Documentfragment
━━━━━━━━━━━━━━━━

Naar inhoud springen

John Vanbrugh

Uit Wikipedia, de vrije encyclopedie
John Vanbrugh
Sir John Vanbrugh, geschilderd door Godfrey Kneller.
Sir John Vanbrugh, geschilderd door Godfrey Kneller.
Algemene informatie
Volledige naam John Vanbrugh
Geboren 24 januari 1664
Geboorte­plaats City of London
Overleden 26 maart 1726
Overlijdensplaats Londen[1]
Land Engeland
Werk
Genre toneelstukken
Bekende werken The Relapse, The Provoked Wife
Portaal  Portaalicoon   Literatuur

John Vanbrugh (Londen, 24 januari 1664[2] - aldaar, 26 maart 1726) was een Engelse architect en toneelschrijver. Samen met William Congreve, George Etherege, George Farquhar en William Wycherley wordt hij gerekend tot de Grote Vijf van het komische toneel van de Restauratie.

━━━━━━━━━━━━━━━━

Lijstgegevens

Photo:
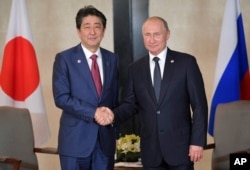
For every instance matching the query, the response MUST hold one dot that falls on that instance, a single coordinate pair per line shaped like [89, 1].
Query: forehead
[153, 25]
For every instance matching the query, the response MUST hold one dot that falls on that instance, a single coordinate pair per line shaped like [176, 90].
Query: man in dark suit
[173, 124]
[85, 77]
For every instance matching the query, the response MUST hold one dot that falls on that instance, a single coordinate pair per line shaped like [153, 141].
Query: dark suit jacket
[74, 92]
[167, 127]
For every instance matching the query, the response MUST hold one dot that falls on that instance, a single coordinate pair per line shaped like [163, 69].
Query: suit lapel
[167, 75]
[80, 59]
[106, 69]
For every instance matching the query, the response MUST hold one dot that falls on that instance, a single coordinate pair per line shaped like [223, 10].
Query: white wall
[195, 28]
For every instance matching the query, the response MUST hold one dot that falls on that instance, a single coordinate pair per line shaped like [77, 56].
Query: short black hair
[89, 10]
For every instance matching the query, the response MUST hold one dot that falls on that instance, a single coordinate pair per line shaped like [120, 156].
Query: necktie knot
[93, 57]
[156, 59]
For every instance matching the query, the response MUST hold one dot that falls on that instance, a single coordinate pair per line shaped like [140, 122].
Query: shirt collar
[88, 53]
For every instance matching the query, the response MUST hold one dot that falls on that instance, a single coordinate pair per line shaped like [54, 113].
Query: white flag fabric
[19, 79]
[232, 76]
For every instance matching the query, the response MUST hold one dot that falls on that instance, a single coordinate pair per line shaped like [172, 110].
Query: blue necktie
[96, 75]
[157, 78]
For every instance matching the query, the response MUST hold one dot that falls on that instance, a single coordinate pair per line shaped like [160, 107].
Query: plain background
[195, 27]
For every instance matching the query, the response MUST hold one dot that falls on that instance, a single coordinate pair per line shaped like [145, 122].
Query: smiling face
[91, 32]
[155, 35]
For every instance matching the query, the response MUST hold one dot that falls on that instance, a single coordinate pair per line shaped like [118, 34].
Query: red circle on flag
[20, 75]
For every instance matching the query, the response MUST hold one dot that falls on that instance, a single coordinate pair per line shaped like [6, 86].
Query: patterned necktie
[96, 75]
[157, 78]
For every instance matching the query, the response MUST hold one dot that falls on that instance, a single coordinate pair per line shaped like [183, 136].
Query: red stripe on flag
[20, 75]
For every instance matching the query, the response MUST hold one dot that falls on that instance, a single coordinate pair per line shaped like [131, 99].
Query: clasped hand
[104, 116]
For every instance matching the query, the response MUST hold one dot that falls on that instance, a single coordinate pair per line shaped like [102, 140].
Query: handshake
[104, 116]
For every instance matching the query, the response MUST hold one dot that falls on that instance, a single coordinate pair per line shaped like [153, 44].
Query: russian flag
[232, 77]
[19, 79]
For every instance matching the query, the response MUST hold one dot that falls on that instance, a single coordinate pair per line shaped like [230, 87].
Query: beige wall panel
[195, 28]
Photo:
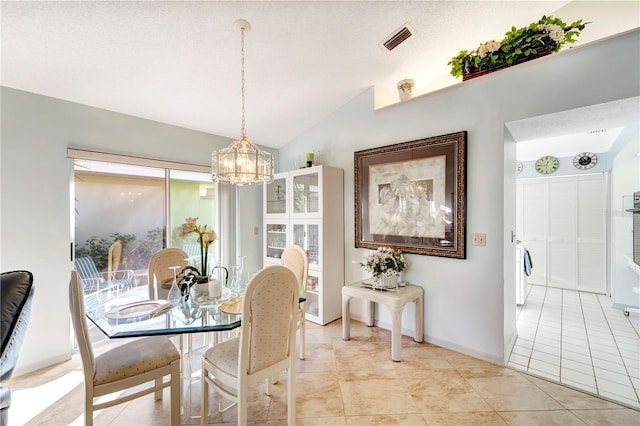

━━━━━━━━━━━━━━━━

Te doen
1. Door wie is het portret van Vanbrugh geschilderd volgens de tekst over John Vanbrugh?
2. Noem alsjeblieft alle andere schrijvers die volgens de tekst over John Vanbrugh samen met hem tot de Grote Vijf van het komische toneel van de Restauratie worden gerekend.

Antwoorden op volgorde
1. Godfrey Kneller

2. William Congreve, George Etherege, George Farquhar, William Wycherley